BLOQUE DE TEXTO =>
::::

Lunes, 23 de Noviembre de 2015

Ceremonia de entrega del II Premio Internacional de Ensayo Pedro Henríquez Ureña 2015 otorgado a Pedro Lastra

Académicos participantes

Discurso de don Pedro Lastra al recibir el II Premio Internacional de Ensayo Pedro Henríquez Ureña

Lo primero que debo decir en esta oportunidad en la que se me honra con un extraordinario reconocimiento por parte de la Academia Mexicana de la Lengua, es la expresión de mi gratitud. No ha sido menor la sorpresa con que recibí en Chile la noticia de este galardón que exalta a un escritor hispanoamericano por su trayectoria ensayística, y al hacerlo en homenaje a una de las figuras más eminentes de las letras americanas del siglo xx, lo acerca a ella de un modo tan excepcional. Es esta, pues, la primera causa para mí de una impresionante sorpresa: Pedro Henríquez Ureña fue y es para todos nosotros el Maestro de América —como a menudo se le ha llamado con plena justicia— por su personalidad intelectual y moral y por la obra ejemplar que nos legó, que sólo se puede parangonar en el continente con figuras fundadoras como la de Andrés Bello. Alfonso Reyes, su amigo y compañero entrañable, lo señaló así al evocarlo en el homenaje póstumo dispuesto por el gobierno mexicano, en mayo de 1946: “… el apostólico Pedro, dijo Reyes, representa en nuestra época […] aquellas misiones de redención por la cultura y la armonía entre los espíritus, que en Europa se cobijan bajo el nombre de Erasmo y en América bajo el de ese civilizador, peregrino del justo saber y el justo pensar, que fue Andrés Bello”.

Testimonio tan concluyente y exacto, en palabras de otro humanista egregio, me exime de las que yo podría agregar. Sólo diré que desde mis primeras aproximaciones a sus obras sentí como natural esa relación.

Por haber conocido y tratado a muchos escritores de nuestra lengua desde mi juventud, y como lector y estudiante de lo hispanoamericano, creo saber cuál es mi sitio en ese vasto panorama que admiro y respeto, así como sé también —y esto lo digo sin asomo de falsa modestia— cuán lejos estoy del impar magisterio de don Pedro Henríquez Ureña. Me tranquiliza pensar que se ha querido ver en mi trabajo un rasgo discipular que justificaría este acercamiento, rasgo que debo señalar como fervor y pasión por lo nuestro aprendido precisamente en tempranas lecturas de los libros del Maestro, cuya sombra tutelar nos acompaña en este lugar y en un país que él siempre sintió como suyo y donde se le ha comprendido y estudiado más cabal y cumplidamente que en ninguna otra parte. A esas experiencias discipulares me referiré, pues, brevemente.

::::

DATOS PROPORCIONADOS =>
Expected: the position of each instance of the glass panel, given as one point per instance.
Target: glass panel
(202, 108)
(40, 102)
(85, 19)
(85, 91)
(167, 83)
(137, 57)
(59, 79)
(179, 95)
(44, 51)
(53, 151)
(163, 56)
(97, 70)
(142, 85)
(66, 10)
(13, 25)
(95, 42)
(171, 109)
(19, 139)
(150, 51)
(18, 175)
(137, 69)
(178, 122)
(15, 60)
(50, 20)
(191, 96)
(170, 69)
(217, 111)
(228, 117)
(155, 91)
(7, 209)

::::

SOLICITUD ESCRITA 1 => Duplica el tramo del discurso que va desde "Por haber conocido" hasta "referiré, pues, brevemente.".
SOLICITUD ESCRITA 2 => Retoma el discurso y sigue escribiéndolo a partir de su última oración.
Los ítems vienen de otra fuente, no del discurso.

RESULTADO DE LA TAREA 1 =>
Por haber conocido y tratado a muchos escritores de nuestra lengua desde mi juventud, y como lector y estudiante de lo hispanoamericano, creo saber cuál es mi sitio en ese vasto panorama que admiro y respeto, así como sé también —y esto lo digo sin asomo de falsa modestia— cuán lejos estoy del impar magisterio de don Pedro Henríquez Ureña. Me tranquiliza pensar que se ha querido ver en mi trabajo un rasgo discipular que justificaría este acercamiento, rasgo que debo señalar como fervor y pasión por lo nuestro aprendido precisamente en tempranas lecturas de los libros del Maestro, cuya sombra tutelar nos acompaña en este lugar y en un país que él siempre sintió como suyo y donde se le ha comprendido y estudiado más cabal y cumplidamente que en ninguna otra parte. A esas experiencias discipulares me referiré, pues, brevemente.

RESULTADO DE LA TAREA 2 =>
A comienzos de los años cincuenta iniciaba yo mis primeras tentativas de escritor, como poeta y como comentador de libros, cuando empecé a oír con frecuencia el nombre de Pedro Henríquez Ureña en las librerías santiaguinas. Los escritores mayores, a los cuales empezaba a frecuentar, se referían a él con respetuosa admiración y recomendaban a los jóvenes libros comoLas corrientes literarias en la América Hispánica y una reciente reedición, ampliada, de Ensayos en busca de nuestra expresión, publicada a fines del 52 en Buenos Aires. Esa edición de los ensayos se iniciaba con la “Evocación…” de Alfonso Reyes que he mencionado y con el conmovedor homenaje y despedida de Ezequiel Martínez Estrada, también de mayo de 1946. Los nuevos editores de los Ensayos incorporaron además textos tan significativos como “La utopía de América”, “Patria de la justicia” y “la América española y su originalidad”, entre otros. Esa lectura fue un deslumbramiento, y si la rememoro aquí es porque aún hay testigos entre mis viejos compañeros que terminaron pronto compartiendo mi entusiasmo por esa revelación de un decir y de un llamado tan persuasivo como urgente, en pasajes como estos: “La unidad de la historia, la unidad de propósitos en la vida política y en la intelectual, hacen de nuestra América una entidad, una magna patria, una agrupación de pueblos destinados a unirse cada día más y más. […] Ensanchemos el campo espiritual; demos el alfabeto a todos los hombres; […] esforcémonos por acercarnos a la justicia social y a la libertad verdadera; avancemos, en fin, hacia nuestra utopía”. En el ensayo siguiente se leía esta memorable afirmación: “El ideal de justicia está antes que el ideal de cultura: es superior el hombre apasionado de justicia al que solo aspira a su propia perfección intelectual”.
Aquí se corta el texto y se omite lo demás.